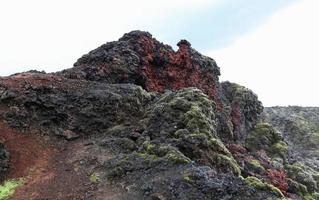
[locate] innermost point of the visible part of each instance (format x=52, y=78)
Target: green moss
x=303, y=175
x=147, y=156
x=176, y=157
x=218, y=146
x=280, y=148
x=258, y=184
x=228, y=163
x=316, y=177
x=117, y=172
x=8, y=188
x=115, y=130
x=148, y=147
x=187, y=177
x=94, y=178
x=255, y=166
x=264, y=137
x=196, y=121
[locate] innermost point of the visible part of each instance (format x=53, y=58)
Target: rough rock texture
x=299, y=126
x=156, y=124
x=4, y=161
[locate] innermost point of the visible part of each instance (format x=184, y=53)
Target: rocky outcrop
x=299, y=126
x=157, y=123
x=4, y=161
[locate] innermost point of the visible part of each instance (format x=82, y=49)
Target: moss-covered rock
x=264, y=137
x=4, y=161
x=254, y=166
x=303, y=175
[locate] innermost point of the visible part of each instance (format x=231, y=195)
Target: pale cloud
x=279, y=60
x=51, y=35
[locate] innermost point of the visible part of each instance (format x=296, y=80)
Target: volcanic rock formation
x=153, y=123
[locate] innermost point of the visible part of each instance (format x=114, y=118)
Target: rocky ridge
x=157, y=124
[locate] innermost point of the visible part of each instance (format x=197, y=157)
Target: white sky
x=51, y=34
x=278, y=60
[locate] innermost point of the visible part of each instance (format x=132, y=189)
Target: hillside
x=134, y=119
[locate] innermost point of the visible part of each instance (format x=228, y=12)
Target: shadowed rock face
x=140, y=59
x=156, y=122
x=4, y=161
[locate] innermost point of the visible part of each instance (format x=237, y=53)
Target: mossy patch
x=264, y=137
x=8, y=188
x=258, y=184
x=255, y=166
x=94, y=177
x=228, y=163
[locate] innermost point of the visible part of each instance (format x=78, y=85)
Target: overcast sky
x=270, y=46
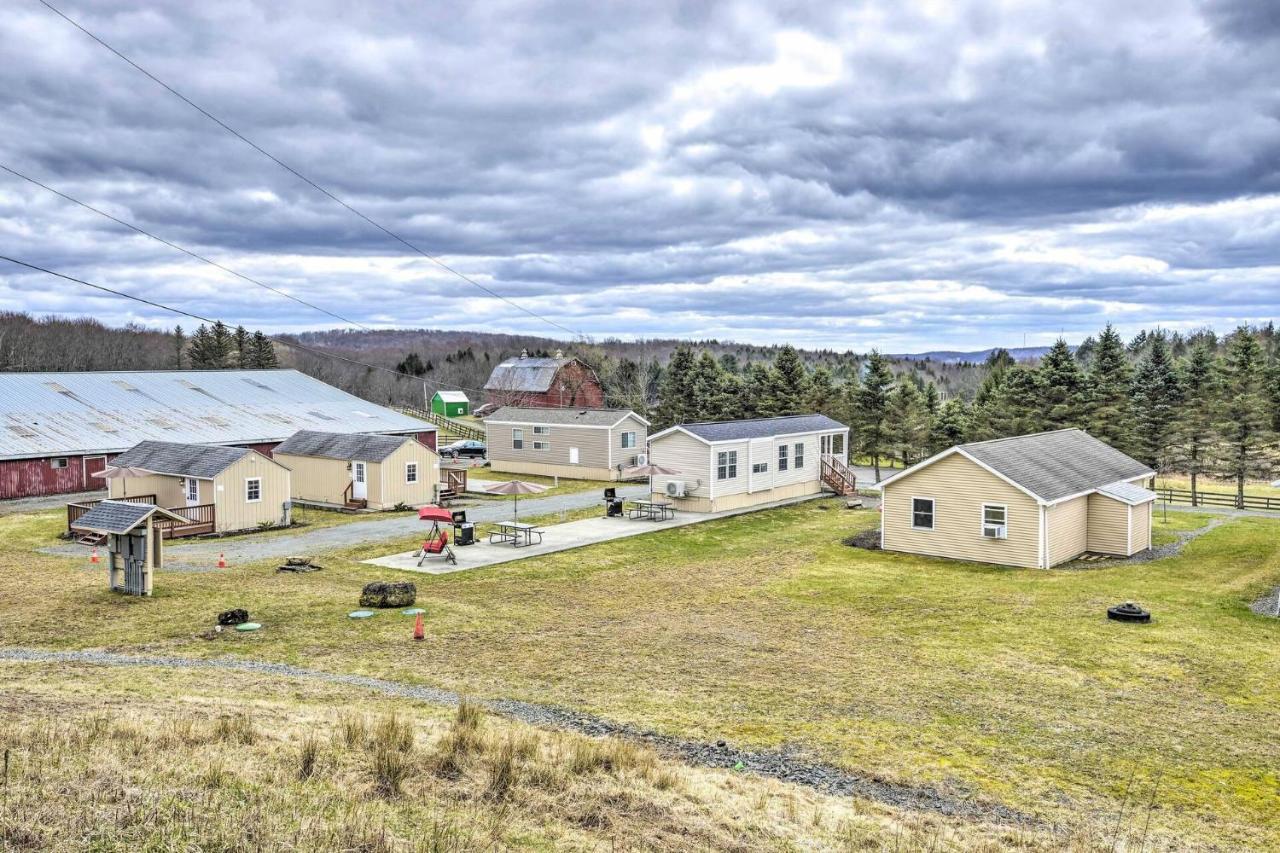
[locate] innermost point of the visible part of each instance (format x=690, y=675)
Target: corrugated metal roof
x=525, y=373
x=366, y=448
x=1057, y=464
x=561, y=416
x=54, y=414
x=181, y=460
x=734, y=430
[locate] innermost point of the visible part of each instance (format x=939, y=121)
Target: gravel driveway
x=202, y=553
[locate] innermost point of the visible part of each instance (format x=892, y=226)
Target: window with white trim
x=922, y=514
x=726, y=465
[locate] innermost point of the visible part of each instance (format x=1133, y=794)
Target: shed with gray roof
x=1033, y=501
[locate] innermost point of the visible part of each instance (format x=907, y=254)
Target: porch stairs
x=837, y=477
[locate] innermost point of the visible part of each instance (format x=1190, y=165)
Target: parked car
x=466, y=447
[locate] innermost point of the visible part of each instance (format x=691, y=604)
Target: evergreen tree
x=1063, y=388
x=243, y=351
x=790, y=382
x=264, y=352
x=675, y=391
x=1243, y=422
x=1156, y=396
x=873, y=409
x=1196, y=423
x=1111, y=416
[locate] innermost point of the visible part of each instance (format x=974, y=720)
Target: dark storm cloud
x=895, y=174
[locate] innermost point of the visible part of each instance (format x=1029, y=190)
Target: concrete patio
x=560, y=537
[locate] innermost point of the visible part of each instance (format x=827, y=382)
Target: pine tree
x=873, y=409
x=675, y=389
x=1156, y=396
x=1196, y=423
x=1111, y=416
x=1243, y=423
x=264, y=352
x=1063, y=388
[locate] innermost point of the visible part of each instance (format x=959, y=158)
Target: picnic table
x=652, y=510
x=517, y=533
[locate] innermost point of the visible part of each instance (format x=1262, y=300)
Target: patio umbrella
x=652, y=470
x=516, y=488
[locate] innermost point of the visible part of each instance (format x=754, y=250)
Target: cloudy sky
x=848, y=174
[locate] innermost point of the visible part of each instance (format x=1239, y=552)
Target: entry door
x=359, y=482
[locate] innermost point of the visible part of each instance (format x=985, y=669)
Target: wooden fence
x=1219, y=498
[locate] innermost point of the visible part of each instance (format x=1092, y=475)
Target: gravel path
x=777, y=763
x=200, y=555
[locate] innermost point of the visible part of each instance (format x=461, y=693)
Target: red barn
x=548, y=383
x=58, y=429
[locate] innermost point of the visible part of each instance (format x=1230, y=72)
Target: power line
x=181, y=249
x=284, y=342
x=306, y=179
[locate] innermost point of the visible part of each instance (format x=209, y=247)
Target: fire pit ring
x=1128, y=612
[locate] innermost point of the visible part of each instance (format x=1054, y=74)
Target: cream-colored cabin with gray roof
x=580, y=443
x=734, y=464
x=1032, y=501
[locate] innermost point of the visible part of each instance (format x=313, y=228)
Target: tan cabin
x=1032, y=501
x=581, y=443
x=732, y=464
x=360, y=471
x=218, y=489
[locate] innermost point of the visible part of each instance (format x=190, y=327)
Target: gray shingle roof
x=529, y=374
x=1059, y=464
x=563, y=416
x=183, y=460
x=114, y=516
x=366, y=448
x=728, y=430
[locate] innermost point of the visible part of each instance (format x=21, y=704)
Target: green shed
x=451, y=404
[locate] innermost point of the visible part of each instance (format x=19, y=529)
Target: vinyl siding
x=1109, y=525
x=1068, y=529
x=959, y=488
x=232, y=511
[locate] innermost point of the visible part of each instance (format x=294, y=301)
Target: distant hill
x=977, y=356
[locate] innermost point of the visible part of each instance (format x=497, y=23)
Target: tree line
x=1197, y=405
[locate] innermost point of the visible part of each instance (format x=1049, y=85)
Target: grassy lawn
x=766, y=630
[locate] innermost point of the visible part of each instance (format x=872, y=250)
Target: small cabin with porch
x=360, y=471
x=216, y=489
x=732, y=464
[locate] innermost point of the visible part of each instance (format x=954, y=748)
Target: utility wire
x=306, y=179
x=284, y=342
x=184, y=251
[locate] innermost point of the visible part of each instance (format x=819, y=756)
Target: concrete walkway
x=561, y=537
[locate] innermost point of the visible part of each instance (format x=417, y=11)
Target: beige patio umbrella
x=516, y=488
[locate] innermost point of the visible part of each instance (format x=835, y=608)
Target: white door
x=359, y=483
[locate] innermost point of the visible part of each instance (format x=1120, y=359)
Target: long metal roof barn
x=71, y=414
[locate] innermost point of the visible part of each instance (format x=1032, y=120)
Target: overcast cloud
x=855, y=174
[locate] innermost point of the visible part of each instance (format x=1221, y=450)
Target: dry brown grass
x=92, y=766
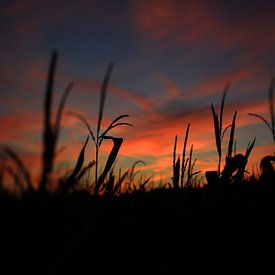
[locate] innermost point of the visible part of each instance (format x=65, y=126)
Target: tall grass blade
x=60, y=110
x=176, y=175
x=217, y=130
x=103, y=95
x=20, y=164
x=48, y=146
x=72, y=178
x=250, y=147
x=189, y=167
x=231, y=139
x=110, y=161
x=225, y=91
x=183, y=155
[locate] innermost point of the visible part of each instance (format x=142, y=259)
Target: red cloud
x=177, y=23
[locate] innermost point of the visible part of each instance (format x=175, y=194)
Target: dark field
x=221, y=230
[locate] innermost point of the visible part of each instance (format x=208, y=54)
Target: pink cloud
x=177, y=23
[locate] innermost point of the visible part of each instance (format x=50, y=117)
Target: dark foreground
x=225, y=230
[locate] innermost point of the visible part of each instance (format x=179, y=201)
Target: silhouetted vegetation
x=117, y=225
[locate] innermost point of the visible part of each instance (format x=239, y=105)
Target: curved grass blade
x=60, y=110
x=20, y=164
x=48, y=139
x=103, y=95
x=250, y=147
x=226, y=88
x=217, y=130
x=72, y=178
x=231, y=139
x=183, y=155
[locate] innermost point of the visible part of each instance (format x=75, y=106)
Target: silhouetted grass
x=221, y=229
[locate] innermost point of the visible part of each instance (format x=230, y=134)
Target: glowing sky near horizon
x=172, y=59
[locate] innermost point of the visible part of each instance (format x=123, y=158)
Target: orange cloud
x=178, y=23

____________________

The problem: Copy out the lines from the one containing "(format x=190, y=327)" through the one containing "x=561, y=537", requests included, and increase every x and y coordinate in the answers by 146. Leave the requests and their format samples as they are.

Finished exercise:
[locate] innermost point of the visible part of each instance (format x=190, y=327)
Target: gray shingle roof
x=675, y=520
x=1205, y=610
x=709, y=562
x=329, y=606
x=260, y=662
x=512, y=594
x=874, y=576
[locate] innermost point of the visible part of each instance (format x=21, y=704)
Target: green shed
x=597, y=550
[locate] innermost point of the visible part of each instance (format x=19, y=529)
Target: vinyl siding
x=1255, y=671
x=1214, y=675
x=1105, y=634
x=378, y=657
[locate] innermost point of the visible part of each instance (format x=294, y=301)
Target: distant hill
x=1123, y=502
[locate] innermost point of the visible part of each instance (format x=497, y=23)
Target: tree line
x=1343, y=551
[locate] innermost point of the visible part of each instance (format x=1049, y=85)
Target: grassy lawn
x=912, y=776
[locate] innermost point of the visible part of each instance (format x=872, y=250)
Target: small cabin with porch
x=506, y=617
x=362, y=635
x=878, y=610
[locate] innermost point of the visible part of each instance (format x=954, y=748)
Target: utility wire
x=452, y=325
x=430, y=488
x=330, y=397
[locate] innermost point of the visible part of each instance (format x=819, y=756)
Target: concrete walkway
x=707, y=683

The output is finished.